## Task
Of the lines below, write out exactly those from the line with "Task: tag the farm" through the line with "Format sample: [1044, 451]", both included, and skip the rest.

## Records
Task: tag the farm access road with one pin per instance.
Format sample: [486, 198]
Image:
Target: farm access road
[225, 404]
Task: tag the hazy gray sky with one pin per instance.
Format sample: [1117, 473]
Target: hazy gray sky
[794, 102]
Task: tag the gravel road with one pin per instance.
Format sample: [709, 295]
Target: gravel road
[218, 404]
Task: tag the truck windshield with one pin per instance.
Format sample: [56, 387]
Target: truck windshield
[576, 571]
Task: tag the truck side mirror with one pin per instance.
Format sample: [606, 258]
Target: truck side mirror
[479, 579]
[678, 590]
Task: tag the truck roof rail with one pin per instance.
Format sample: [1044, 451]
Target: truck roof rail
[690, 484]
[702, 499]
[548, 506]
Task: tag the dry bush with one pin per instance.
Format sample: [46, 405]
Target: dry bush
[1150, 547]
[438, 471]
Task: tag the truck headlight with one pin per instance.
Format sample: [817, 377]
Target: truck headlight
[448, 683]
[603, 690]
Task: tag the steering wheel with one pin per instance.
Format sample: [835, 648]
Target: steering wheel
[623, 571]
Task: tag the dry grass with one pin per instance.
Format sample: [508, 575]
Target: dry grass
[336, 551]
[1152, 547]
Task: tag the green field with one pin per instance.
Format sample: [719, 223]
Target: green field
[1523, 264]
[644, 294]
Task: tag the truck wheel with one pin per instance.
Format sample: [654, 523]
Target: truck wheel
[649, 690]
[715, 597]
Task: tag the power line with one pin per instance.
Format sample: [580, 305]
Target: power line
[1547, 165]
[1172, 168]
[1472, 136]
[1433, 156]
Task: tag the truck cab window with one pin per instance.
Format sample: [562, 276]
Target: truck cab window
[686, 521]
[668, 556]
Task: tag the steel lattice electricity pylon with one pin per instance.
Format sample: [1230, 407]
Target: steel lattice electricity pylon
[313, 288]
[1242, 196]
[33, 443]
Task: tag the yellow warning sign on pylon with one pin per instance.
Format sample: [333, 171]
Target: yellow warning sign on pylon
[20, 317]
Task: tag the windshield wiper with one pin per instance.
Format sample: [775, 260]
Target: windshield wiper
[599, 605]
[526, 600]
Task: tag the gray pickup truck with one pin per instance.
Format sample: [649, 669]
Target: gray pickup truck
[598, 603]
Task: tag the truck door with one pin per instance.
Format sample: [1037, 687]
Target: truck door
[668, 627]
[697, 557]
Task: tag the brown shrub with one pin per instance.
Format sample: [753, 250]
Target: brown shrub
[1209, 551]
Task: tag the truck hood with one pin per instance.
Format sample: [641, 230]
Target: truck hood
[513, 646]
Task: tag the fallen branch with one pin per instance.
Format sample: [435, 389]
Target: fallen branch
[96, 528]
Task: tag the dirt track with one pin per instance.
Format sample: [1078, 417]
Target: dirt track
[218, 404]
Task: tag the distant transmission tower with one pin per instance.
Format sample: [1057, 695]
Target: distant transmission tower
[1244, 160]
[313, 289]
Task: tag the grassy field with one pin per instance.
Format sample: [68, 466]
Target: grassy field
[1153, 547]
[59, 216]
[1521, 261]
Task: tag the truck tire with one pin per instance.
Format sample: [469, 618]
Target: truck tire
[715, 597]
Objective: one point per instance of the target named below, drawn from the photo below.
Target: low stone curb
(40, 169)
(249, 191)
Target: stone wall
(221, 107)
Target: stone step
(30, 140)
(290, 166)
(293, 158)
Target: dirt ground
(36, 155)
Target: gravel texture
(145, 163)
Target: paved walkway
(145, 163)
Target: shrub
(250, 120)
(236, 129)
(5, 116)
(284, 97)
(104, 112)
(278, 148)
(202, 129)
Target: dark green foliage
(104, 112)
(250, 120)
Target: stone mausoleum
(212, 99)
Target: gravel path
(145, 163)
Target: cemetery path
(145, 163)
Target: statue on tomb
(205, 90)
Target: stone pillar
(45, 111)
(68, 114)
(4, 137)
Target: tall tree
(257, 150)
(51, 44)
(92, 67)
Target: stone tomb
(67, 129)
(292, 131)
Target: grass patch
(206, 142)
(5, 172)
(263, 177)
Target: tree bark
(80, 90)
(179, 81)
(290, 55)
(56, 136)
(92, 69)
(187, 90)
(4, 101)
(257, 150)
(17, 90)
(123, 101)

==

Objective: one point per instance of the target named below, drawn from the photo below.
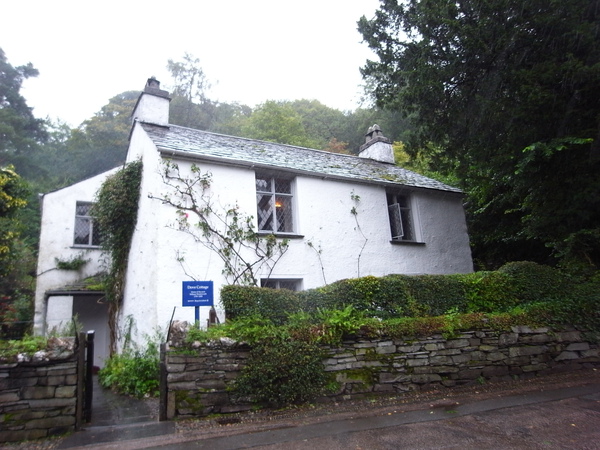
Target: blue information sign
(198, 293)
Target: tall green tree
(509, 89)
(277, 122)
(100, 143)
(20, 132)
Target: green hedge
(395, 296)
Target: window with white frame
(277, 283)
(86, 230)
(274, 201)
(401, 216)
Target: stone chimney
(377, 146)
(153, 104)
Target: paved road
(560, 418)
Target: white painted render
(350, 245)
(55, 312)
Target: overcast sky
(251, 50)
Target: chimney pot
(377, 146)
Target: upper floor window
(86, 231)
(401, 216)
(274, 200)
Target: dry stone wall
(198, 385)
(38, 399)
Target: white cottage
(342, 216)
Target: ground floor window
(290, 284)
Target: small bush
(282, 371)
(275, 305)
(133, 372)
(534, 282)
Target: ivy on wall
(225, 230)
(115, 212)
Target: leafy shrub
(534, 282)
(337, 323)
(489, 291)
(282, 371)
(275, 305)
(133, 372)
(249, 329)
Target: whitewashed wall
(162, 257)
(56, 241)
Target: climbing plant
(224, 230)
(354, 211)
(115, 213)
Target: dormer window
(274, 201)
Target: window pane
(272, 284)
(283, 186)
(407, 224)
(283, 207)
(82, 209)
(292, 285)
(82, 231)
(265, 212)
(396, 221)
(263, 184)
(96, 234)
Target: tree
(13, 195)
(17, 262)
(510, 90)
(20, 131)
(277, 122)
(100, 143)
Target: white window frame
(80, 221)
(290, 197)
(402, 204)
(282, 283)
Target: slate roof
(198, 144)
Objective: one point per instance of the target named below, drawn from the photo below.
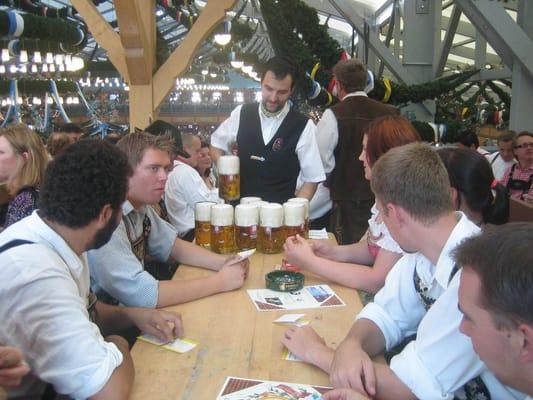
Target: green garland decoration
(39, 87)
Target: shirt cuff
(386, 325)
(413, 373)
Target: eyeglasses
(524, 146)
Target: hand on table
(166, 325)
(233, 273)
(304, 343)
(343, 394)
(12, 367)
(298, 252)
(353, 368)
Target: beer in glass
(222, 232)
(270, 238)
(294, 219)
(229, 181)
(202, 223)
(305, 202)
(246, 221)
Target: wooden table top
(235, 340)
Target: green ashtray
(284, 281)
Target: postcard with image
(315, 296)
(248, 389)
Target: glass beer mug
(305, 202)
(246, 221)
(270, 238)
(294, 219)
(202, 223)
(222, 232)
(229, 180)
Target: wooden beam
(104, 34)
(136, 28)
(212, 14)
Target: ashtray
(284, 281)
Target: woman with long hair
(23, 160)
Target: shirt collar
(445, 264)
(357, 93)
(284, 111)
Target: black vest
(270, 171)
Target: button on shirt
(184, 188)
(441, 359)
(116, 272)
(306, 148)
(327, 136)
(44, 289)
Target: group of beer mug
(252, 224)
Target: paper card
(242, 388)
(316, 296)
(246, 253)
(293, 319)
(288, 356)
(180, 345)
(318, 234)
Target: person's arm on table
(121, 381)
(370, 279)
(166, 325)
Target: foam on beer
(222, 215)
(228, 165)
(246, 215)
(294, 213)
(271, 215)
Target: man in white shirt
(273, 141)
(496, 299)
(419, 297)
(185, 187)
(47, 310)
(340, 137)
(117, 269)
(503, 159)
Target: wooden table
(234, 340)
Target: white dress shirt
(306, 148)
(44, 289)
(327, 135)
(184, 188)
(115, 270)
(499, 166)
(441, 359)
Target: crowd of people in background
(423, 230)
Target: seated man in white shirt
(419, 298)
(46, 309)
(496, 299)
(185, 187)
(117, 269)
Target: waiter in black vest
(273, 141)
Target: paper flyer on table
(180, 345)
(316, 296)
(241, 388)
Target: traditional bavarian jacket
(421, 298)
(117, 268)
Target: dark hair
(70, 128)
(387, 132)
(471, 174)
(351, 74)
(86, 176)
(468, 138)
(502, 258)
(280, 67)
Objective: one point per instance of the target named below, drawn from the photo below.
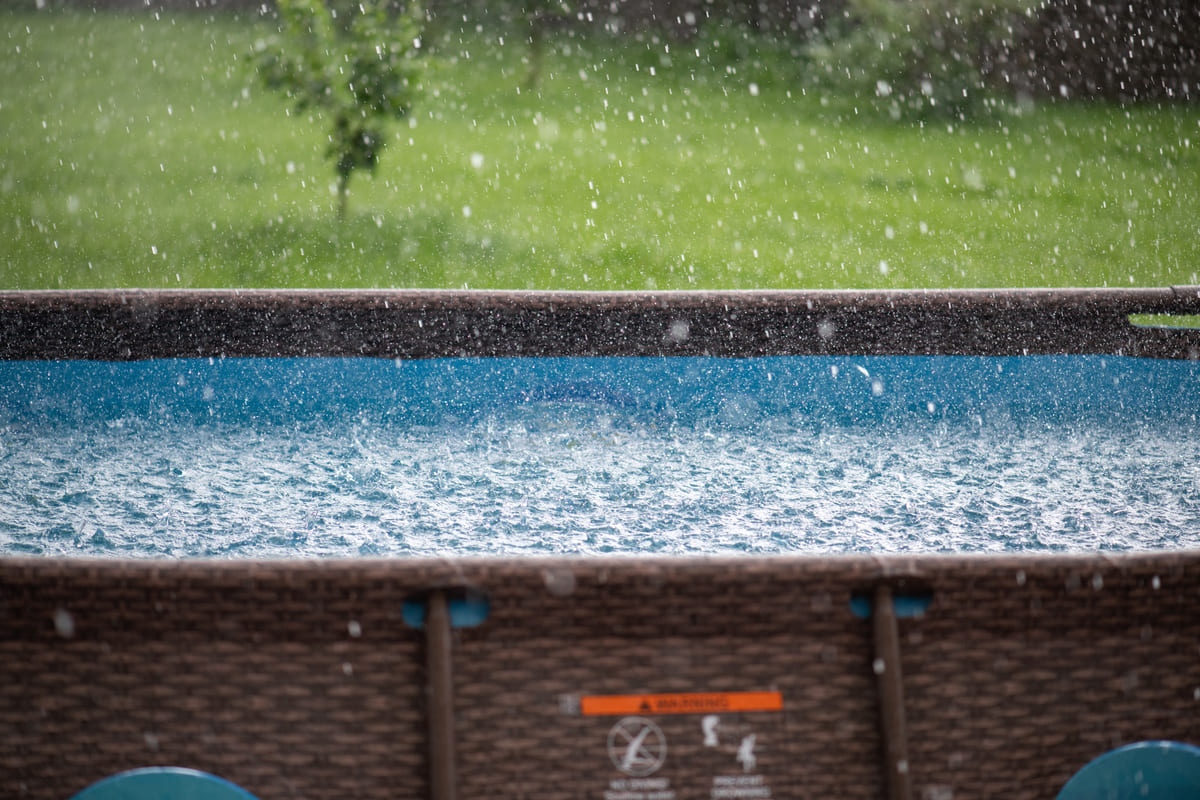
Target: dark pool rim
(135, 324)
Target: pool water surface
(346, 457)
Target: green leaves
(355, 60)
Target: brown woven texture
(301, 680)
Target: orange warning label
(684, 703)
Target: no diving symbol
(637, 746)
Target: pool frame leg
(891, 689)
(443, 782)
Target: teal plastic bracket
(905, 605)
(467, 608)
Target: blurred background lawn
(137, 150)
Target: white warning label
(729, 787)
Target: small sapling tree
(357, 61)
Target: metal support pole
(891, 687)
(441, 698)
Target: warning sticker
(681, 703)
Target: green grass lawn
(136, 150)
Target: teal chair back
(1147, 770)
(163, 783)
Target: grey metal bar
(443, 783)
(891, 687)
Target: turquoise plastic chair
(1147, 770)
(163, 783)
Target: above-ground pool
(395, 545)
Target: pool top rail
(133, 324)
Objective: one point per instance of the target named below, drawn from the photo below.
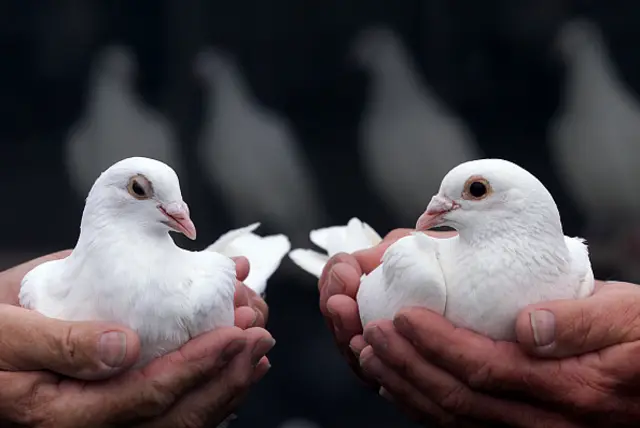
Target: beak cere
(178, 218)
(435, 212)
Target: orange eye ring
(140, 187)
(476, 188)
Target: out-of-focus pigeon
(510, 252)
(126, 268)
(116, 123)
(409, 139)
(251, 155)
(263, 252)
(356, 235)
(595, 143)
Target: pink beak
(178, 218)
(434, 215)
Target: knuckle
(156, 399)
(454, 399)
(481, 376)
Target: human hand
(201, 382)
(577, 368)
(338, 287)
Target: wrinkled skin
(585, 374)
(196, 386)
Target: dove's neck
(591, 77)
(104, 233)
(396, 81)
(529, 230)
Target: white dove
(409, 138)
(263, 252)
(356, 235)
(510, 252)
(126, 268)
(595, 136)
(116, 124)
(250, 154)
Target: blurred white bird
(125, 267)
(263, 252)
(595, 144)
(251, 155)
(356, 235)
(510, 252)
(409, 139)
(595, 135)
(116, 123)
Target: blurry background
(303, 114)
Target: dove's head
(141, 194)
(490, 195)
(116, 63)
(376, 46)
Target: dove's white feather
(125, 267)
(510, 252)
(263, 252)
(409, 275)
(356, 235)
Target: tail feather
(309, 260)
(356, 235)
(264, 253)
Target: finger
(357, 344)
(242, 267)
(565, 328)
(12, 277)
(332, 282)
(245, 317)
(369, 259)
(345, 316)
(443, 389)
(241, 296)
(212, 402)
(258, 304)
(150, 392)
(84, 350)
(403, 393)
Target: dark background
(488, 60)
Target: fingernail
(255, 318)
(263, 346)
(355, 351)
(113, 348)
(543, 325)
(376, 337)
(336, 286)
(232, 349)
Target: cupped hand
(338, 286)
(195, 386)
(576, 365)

## Result below
Task: tag the farm access road with one pin per instance.
Format sample: [486, 198]
Image:
Target: farm access road
[225, 404]
Task: tag the hazy gray sky with one pin per instance.
Format sample: [1117, 473]
Target: hazy gray sky
[794, 102]
Task: tag the gravel road with one pin per instance.
Format sample: [709, 295]
Target: gravel road
[218, 404]
Task: tag the truck windshield with one pin per instance.
Format sample: [56, 387]
Target: truck windshield
[576, 571]
Task: tag the truck side mirror with one pin per instance.
Format sample: [606, 258]
Target: truck side mirror
[479, 579]
[678, 590]
Task: tag the truck roof rail with one pin per instance.
Format sample: [1044, 451]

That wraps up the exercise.